--- Start of EXERCISE INPUTS ---
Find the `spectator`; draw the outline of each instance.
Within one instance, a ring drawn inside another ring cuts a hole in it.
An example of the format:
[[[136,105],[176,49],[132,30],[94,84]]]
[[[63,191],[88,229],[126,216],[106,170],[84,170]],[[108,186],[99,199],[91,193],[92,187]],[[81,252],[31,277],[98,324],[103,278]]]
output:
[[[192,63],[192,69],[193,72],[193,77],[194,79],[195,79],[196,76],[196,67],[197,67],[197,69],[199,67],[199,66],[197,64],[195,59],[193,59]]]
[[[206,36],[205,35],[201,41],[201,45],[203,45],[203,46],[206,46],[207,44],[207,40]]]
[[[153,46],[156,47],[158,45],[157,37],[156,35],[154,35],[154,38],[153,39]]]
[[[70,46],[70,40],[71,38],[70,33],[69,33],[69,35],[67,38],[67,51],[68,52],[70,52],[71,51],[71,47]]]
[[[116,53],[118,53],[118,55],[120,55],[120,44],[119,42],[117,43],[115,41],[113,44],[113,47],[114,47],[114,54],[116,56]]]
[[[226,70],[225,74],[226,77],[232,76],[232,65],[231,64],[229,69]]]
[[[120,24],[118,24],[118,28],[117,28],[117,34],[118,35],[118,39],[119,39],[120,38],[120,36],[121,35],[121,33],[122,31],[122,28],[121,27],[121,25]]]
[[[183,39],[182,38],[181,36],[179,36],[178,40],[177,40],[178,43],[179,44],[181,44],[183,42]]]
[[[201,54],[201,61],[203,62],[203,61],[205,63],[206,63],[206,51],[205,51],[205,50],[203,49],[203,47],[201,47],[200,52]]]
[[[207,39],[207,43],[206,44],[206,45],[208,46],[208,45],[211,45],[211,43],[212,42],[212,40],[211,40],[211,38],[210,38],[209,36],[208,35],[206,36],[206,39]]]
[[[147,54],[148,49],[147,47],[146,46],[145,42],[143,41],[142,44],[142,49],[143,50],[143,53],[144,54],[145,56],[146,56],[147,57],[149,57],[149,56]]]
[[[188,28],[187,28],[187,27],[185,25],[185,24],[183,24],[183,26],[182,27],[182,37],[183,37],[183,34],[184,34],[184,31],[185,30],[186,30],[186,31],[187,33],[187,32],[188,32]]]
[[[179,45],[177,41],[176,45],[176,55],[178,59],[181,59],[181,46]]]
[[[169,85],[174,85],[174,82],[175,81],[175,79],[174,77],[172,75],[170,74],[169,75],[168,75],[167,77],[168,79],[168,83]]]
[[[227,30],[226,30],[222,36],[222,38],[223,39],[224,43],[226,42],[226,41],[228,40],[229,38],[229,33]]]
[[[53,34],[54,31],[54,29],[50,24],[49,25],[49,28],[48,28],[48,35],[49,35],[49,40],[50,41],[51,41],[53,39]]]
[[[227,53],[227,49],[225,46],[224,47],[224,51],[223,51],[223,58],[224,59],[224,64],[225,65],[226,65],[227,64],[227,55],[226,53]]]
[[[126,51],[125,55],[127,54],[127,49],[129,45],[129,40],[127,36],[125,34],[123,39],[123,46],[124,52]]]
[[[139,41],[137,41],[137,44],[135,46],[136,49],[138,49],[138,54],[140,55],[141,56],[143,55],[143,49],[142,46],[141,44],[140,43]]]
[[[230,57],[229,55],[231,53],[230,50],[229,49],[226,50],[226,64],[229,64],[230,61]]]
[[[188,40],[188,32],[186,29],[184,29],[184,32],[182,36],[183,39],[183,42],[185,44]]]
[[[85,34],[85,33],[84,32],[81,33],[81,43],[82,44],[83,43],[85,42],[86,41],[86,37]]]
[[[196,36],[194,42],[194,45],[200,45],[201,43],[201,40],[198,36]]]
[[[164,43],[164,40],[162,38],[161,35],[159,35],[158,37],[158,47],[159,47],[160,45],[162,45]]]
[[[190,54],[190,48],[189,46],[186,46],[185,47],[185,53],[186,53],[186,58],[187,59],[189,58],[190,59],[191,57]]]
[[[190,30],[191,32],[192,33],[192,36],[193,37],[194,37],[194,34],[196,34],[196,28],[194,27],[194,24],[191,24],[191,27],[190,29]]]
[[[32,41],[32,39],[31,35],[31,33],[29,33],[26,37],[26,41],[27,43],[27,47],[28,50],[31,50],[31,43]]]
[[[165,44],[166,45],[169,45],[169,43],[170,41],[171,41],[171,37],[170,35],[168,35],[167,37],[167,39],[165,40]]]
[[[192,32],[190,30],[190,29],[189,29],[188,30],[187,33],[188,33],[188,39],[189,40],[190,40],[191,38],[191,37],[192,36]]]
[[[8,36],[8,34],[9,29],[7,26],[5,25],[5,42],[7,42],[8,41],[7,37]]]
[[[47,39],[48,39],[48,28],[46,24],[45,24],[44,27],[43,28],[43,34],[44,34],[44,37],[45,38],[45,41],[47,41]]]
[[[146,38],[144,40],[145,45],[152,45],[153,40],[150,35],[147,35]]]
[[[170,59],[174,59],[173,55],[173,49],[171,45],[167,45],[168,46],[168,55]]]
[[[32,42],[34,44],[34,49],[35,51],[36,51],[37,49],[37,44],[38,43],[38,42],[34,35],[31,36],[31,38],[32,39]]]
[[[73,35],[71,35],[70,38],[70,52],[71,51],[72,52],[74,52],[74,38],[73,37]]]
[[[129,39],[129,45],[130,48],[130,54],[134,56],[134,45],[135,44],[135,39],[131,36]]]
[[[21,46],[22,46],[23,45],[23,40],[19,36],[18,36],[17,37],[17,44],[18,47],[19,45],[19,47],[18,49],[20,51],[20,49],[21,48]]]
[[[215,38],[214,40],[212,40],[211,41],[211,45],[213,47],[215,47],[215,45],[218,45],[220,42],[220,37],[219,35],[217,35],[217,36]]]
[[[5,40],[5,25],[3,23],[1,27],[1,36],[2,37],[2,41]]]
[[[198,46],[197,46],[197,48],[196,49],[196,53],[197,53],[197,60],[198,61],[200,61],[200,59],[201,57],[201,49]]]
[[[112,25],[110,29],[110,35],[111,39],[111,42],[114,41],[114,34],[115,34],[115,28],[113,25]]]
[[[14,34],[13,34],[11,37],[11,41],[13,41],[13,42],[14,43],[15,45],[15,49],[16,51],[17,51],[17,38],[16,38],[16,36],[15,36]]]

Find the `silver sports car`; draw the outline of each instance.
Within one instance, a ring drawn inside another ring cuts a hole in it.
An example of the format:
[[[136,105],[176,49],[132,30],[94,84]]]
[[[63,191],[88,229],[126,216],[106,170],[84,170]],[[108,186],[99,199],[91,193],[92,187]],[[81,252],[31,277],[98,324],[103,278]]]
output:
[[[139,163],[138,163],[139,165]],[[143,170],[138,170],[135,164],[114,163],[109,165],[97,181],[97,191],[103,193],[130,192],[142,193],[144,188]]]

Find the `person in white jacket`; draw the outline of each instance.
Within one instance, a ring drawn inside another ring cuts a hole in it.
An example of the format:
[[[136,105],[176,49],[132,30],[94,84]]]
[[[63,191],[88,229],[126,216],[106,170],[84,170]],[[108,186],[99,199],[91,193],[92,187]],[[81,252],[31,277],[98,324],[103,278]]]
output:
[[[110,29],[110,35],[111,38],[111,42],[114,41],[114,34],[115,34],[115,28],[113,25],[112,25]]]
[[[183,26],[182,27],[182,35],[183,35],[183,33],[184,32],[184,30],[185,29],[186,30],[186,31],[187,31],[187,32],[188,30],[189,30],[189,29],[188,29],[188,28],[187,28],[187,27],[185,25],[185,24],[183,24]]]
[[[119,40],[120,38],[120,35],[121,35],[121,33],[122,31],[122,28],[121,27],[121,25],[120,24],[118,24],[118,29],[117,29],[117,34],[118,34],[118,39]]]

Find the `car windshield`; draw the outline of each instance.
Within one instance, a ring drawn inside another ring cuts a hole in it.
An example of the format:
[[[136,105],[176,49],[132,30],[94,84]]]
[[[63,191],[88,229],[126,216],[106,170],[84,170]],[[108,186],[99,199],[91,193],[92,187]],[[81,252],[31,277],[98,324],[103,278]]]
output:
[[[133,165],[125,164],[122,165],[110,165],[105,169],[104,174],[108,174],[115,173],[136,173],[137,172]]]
--- End of EXERCISE INPUTS ---
§ **WHAT TO DO**
Locate each line in the material above that contains the string "outline", and copy every one of those lines.

§ **CORRECT RESULT**
Find the `spectator`; draw the outline of each instance.
Find the `silver sports car`; draw the outline of each instance.
Find the `person in white jacket`; draw the outline of each instance.
Find the `car windshield`; draw the outline of each instance.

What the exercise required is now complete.